==== Data records ====

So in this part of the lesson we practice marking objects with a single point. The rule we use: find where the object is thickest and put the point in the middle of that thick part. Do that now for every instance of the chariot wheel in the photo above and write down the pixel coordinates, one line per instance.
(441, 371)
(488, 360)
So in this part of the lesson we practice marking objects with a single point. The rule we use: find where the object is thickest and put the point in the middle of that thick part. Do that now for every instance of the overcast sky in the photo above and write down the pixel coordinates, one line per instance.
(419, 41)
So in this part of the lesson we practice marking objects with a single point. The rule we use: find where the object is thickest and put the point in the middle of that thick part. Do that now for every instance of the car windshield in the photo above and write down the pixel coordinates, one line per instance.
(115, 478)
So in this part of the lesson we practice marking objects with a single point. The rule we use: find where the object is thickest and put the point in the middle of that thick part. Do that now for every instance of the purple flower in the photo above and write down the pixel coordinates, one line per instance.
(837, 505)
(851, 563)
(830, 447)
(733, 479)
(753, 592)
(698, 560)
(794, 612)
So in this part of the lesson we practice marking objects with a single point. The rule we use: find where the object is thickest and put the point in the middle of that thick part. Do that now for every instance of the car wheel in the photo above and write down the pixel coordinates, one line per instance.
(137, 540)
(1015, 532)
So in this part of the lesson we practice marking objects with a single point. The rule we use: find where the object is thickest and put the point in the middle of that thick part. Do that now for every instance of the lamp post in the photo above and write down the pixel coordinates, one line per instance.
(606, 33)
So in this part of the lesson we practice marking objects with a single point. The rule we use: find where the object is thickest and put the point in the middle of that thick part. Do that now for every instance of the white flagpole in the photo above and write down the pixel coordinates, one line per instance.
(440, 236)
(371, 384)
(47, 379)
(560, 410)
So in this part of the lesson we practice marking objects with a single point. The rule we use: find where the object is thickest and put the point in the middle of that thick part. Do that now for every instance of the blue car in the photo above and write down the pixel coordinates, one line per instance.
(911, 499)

====

• **Work to do**
Reproduce the part of the records that opens with the line containing "of the white" and runs to the end of the records, requests included, and increase every coordinate in the answers by 86.

• **Written solution**
So in this part of the lesson we practice marking objects with a single point. The rule we use: find where the object is thickest and put the point in the middle of that thick part. Do that now for every instance of the white flagpole in the photo above and write down the pixel coordinates, one line per instance.
(526, 322)
(457, 470)
(133, 465)
(646, 496)
So in this part of the lesson we practice marking objects with a single point. The rule we use: find where the object is thickest and put the point in the middle of that thick part. Do that now for every instance of the blue car in the photo above and write down the pixel coordinates, one line per instance.
(997, 585)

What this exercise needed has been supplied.